§ Page text
(begin)

There is a bitter irony at the heart of Nigeria’s energy story. A nation that sits atop some of the world’s richest hydrocarbon deposits has, for decades, been unable to refine sufficient fuel for its own population. Nigerians have paid the price of this structural contradiction through repeated fuel scarcity, suffocating queues at filling stations, and an economy perpetually held hostage by the price of imported refined petroleum products. The Hormuz crisis just stripped away whatever thin insulation of normalcy had accumulated over the years.

The commissioning of the Dangote Refinery in 2024 was greeted with optimism. With an initial capacity of 650,000 barrels per day (bpd) and an ambition to expand to 1.4 million bpd, it was positioned as the transformative answer to Nigeria’s chronic refining deficit and a statement of industrial sovereignty.

Yet the promise has been undermined by a fundamental contradiction: Nigeria’s oil, extracted from its own land, is systematically routed away from its own shores. International oil companies (IOCs) operating in the country have demonstrated a persistent preference for exporting crude to global spot markets rather than supplying domestic refineries. The result has been a structural feedstock crisis; the Dangote Refinery has been compelled to import crude from the US and other African countries, a situation of almost surreal policy failure.

(end)

§ Data extract
(begin)

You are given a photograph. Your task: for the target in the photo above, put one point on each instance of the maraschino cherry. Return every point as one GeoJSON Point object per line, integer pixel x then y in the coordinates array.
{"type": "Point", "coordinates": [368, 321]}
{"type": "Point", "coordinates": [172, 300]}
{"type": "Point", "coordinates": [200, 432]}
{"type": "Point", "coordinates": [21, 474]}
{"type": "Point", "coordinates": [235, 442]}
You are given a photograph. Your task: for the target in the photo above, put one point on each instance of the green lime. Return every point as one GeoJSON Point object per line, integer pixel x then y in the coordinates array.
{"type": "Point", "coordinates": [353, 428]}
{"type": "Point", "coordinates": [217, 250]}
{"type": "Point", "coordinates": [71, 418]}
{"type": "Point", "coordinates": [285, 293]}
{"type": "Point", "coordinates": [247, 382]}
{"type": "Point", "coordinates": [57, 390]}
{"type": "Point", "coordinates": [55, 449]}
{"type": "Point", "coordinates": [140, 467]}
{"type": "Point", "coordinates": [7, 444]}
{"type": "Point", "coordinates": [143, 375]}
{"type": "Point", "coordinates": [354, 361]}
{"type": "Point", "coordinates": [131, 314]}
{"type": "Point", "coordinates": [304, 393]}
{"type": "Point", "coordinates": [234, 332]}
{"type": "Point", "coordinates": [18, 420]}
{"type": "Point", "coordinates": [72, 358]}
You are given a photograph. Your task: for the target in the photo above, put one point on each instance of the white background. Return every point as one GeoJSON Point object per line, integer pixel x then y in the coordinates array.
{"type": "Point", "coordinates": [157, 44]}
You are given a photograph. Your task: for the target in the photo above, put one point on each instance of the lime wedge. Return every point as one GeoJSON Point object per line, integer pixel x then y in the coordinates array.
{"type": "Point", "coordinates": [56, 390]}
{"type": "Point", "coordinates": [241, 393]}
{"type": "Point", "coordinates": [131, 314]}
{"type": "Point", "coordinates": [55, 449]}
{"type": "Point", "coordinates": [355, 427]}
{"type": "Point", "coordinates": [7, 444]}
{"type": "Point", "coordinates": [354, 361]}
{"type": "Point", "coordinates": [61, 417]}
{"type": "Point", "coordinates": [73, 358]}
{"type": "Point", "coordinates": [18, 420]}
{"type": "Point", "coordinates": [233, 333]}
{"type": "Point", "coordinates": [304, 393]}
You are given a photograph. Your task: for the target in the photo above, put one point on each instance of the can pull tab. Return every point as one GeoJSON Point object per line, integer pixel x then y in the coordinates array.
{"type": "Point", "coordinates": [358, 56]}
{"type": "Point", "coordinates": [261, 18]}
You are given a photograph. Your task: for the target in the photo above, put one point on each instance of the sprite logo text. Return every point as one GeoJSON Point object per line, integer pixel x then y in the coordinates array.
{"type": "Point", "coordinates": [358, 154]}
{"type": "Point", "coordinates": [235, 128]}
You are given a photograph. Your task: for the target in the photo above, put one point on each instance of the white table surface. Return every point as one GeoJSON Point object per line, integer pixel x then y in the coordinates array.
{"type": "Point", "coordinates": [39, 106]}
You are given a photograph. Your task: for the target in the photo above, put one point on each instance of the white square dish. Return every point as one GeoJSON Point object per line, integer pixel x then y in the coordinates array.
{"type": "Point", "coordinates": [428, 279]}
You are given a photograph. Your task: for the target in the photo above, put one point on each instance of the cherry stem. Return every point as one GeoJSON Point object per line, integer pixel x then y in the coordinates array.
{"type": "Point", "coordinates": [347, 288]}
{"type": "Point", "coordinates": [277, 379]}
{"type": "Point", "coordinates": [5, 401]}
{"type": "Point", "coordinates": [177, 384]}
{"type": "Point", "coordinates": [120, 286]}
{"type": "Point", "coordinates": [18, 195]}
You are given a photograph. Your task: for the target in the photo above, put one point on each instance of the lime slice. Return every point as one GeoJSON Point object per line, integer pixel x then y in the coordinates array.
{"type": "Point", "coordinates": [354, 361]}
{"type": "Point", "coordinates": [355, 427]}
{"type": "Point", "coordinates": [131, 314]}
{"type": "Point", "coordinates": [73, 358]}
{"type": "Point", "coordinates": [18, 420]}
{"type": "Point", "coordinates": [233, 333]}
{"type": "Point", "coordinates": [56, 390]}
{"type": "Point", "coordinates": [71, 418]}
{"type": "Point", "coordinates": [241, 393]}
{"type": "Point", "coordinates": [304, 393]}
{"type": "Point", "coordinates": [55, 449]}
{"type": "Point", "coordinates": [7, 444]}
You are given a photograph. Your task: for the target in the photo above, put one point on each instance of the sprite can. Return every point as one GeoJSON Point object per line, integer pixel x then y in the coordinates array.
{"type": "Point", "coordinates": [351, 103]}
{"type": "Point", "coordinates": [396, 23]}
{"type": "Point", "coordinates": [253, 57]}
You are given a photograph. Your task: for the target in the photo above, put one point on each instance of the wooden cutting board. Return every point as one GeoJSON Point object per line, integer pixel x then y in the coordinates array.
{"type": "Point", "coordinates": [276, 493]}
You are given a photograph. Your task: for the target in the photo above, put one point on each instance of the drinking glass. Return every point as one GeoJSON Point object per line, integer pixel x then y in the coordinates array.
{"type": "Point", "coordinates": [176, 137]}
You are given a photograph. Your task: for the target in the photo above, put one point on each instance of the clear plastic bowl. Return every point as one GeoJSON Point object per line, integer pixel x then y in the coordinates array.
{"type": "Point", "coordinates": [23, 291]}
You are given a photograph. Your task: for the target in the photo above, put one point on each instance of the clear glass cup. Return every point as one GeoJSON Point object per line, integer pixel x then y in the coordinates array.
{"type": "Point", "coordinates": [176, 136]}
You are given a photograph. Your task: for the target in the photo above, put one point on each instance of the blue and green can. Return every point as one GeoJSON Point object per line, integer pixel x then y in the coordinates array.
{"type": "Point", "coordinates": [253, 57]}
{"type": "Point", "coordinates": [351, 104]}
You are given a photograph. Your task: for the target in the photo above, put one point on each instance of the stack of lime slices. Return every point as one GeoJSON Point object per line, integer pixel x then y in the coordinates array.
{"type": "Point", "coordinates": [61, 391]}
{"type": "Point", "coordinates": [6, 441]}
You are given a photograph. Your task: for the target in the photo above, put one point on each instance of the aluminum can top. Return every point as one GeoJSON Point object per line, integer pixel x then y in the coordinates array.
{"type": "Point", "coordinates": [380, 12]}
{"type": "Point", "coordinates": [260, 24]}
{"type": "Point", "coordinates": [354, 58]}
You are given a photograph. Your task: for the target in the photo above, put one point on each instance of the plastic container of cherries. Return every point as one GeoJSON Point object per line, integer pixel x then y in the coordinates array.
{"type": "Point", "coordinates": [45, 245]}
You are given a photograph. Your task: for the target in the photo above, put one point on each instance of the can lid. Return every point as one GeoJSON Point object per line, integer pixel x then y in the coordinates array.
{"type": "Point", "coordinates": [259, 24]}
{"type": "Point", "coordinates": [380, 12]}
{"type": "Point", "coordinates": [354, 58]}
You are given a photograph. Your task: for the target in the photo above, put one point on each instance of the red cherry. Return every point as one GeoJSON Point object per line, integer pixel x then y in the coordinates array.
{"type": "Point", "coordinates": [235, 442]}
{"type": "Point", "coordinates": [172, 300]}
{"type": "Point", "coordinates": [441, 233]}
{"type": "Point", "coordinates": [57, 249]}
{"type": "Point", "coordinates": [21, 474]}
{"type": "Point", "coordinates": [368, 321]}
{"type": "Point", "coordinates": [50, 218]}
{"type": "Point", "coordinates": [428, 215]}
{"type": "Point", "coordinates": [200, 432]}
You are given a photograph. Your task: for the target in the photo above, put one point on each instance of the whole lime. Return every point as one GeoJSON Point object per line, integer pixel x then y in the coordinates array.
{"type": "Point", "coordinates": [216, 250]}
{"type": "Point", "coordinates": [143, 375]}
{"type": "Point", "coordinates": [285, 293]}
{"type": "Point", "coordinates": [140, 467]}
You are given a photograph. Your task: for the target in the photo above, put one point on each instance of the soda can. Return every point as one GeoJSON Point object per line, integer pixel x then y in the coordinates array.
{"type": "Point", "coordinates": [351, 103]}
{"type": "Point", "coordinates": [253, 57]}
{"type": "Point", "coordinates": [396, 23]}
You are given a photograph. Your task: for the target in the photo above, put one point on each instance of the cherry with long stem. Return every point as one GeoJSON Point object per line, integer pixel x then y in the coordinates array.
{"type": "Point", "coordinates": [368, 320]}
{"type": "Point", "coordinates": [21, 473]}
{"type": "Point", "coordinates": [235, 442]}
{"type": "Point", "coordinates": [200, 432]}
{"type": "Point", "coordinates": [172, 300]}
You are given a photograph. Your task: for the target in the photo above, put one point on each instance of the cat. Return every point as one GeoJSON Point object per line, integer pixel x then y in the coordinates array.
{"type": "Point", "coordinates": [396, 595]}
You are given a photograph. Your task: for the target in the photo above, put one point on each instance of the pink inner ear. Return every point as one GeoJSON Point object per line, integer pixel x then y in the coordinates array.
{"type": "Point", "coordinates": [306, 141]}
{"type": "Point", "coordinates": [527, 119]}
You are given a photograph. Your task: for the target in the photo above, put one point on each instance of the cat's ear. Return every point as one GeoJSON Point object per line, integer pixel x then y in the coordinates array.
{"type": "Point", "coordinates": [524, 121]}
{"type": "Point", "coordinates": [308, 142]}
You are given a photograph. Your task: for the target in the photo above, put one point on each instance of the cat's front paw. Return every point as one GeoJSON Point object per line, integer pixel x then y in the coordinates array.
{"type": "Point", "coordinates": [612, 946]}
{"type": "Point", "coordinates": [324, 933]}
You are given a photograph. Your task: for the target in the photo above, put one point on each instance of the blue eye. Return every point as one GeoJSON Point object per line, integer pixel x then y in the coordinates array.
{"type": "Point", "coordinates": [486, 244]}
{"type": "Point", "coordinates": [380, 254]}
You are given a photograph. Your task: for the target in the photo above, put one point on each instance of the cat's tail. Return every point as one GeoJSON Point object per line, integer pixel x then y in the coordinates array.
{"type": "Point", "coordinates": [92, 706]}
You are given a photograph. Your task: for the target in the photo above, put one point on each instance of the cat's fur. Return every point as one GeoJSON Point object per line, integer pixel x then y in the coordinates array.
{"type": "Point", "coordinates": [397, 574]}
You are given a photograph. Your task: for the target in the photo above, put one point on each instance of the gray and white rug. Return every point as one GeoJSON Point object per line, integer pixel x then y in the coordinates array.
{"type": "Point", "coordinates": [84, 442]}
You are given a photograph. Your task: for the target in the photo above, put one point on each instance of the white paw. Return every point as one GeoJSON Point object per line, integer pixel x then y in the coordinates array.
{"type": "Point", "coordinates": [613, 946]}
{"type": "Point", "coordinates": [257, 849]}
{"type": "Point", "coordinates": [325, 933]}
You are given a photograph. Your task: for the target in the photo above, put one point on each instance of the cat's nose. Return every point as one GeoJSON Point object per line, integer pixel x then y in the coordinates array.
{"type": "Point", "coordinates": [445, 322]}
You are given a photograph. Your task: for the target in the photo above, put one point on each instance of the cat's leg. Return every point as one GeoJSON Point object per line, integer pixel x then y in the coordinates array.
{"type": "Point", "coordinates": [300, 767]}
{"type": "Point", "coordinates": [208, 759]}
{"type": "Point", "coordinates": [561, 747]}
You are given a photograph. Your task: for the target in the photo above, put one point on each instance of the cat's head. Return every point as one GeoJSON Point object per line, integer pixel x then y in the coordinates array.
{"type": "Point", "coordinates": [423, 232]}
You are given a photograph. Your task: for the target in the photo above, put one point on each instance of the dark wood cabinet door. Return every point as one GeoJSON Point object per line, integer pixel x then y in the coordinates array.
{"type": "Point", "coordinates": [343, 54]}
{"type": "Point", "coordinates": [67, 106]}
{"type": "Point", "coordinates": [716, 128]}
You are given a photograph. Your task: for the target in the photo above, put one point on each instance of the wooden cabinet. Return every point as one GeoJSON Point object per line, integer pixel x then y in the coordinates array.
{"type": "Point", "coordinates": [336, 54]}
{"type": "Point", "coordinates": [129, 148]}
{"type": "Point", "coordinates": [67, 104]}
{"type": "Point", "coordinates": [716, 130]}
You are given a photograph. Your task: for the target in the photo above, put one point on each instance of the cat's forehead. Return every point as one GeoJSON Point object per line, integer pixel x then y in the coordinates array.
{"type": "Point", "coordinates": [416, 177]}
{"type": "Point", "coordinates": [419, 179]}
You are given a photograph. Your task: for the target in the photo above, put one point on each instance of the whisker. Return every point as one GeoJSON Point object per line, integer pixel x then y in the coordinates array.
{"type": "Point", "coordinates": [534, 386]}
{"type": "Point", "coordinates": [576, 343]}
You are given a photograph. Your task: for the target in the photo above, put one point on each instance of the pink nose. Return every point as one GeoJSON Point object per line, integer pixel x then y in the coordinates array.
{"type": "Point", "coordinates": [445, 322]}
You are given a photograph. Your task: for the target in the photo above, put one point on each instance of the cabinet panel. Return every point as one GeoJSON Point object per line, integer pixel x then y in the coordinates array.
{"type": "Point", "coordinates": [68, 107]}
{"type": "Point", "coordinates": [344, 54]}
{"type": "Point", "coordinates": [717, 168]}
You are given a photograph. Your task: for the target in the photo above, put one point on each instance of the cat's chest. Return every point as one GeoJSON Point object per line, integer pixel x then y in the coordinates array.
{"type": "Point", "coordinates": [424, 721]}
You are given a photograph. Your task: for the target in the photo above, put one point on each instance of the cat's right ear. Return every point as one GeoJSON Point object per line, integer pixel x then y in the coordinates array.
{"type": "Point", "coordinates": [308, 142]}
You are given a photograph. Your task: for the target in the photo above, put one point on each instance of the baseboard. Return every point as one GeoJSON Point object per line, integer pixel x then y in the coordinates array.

(end)

§ Your tasks
a: Using the passage on Nigeria's oil refining, decide whether each statement agrees with it: (i) The Dangote Refinery started with a capacity of 650,000 barrels per day. (ii) International oil companies in Nigeria have favored supplying domestic refineries over exporting crude. (iii) The Dangote Refinery has brought in crude from the US. Answer yes or no for each and quote the words that decide it.
b: Carry on the passage on Nigeria's oil refining from the point where it stops.

§ Written answers
a:
(i) Yes: "With an initial capacity of 650,000 barrels per day (bpd)"
(ii) No: "demonstrated a persistent preference for exporting crude to global spot markets rather than supplying domestic refineries"
(iii) Yes: "the Dangote Refinery has been compelled to import crude from the US and other African countries"

b:
The Nigerian National Petroleum Company’s (NNPC) reliance on partial payments in naira and dollars to supply the refinery has further undermined pricing stability and deterred consistent local supply. Aliko Dangote, the president of the Dangote Group, has publicly lamented the unwillingness of IOCs to sell crude directly to the refinery, describing the situation as a structural impediment to domestic energy security.

When the Hormuz crisis pushed global crude prices above $114 per barrel, these vulnerabilities crystallized into a full-blown crisis.

The volatility in petrol prices through the first quarter of 2026 was jarring for ordinary Nigerians. Prices surged from ₦870 ($0.65) to ₦1,300 ($0.97) per litre in March 2026, mirroring the spike in international crude markets.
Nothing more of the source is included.